Begin DATA IN THIS EXERCISE

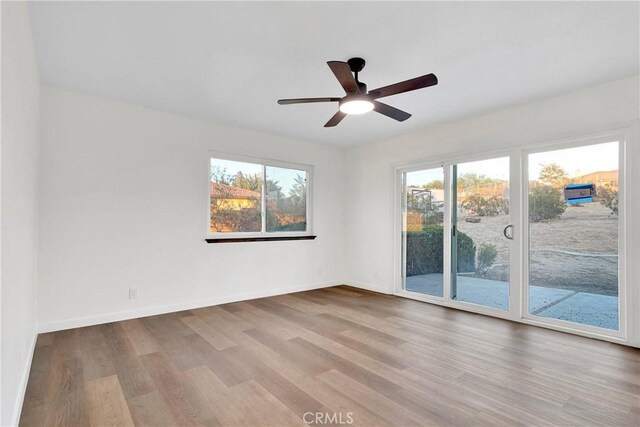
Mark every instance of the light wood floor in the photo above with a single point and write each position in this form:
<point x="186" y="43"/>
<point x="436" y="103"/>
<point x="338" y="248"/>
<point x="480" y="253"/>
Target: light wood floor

End DATA IN THIS EXERCISE

**EXERCISE DETAILS**
Could you copy the items above word for word, omitting the pictures?

**SOLUTION TO THIS TASK**
Mark every instance of the light wood floor in the photo above with a single point and write each position in this form:
<point x="186" y="43"/>
<point x="436" y="103"/>
<point x="338" y="248"/>
<point x="480" y="253"/>
Target: light wood floor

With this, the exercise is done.